▶ _Prompt_
Copy, exactly and without additions, every line in the records below from the one holding "TARGET: blue sky" through the one holding "POINT: one per instance on the boulder", both ends included.

***** Exercise materials *****

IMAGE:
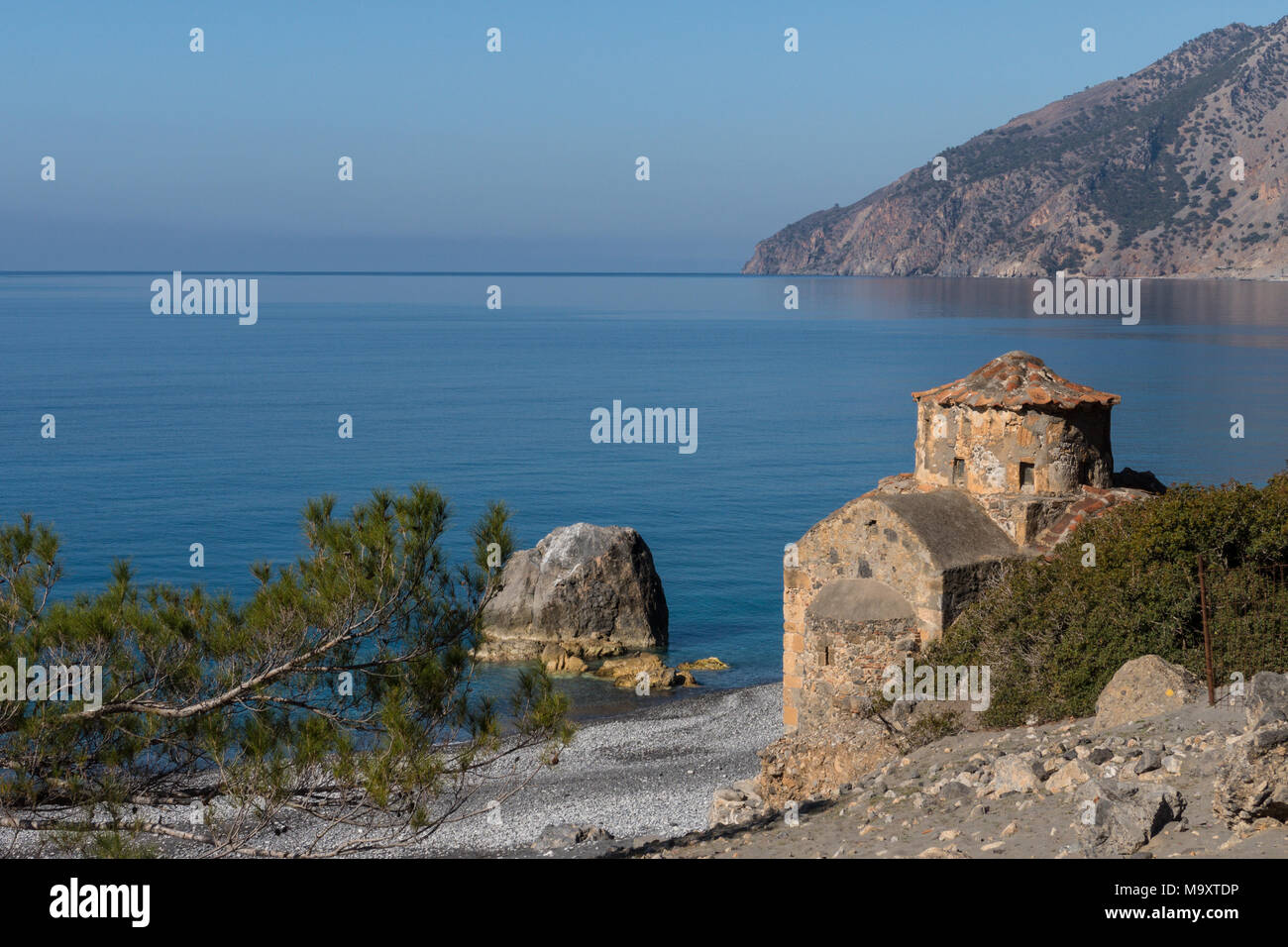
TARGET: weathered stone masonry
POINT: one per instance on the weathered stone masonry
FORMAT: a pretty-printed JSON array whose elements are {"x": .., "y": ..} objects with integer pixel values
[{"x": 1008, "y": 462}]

*****
***** Exercise materials *****

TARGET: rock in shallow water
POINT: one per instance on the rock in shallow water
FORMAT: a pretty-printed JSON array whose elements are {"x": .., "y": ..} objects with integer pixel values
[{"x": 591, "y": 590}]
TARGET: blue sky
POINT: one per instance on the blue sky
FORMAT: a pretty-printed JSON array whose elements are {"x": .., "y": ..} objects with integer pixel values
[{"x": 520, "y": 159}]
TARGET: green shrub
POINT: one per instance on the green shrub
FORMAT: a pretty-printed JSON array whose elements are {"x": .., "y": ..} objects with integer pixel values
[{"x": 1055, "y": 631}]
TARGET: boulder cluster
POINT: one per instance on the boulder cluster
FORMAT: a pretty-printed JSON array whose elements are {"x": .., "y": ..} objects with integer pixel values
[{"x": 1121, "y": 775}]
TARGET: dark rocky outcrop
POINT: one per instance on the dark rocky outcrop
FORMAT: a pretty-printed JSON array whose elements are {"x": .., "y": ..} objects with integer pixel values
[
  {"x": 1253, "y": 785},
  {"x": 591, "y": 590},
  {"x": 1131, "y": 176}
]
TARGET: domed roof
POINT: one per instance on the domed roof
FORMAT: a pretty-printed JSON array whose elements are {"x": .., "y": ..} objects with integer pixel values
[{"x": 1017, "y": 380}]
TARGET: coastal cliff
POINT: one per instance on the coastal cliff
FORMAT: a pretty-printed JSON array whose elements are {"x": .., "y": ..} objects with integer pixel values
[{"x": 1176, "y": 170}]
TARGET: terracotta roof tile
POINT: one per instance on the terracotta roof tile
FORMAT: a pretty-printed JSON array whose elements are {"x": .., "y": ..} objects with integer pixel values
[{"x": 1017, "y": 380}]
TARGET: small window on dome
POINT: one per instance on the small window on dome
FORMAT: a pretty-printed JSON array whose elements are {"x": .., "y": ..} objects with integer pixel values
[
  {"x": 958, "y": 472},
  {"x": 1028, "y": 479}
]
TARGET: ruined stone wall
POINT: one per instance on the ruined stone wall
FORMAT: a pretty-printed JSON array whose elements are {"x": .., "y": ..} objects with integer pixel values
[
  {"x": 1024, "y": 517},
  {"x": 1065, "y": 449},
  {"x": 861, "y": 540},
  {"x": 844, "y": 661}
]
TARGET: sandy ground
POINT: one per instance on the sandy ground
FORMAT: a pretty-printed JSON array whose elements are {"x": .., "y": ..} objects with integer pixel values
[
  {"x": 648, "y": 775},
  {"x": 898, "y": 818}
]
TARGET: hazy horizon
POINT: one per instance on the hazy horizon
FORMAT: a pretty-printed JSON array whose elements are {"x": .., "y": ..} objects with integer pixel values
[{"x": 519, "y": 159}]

*****

▶ _Response_
TARGET: blue sky
POINT: one per instance on the blue sky
FORMAT: a pretty-printed JSON array whose elements are {"x": .., "y": ..} objects with integer pixel values
[{"x": 520, "y": 159}]
TARGET: green shrub
POINT: one per instance on the green shrub
FORMAT: a pretty-printed JSON array whose elements are {"x": .., "y": ..} objects with integer pixel values
[{"x": 1055, "y": 631}]
TARGET: boulder cluster
POINT: one per instance on the boulder cluster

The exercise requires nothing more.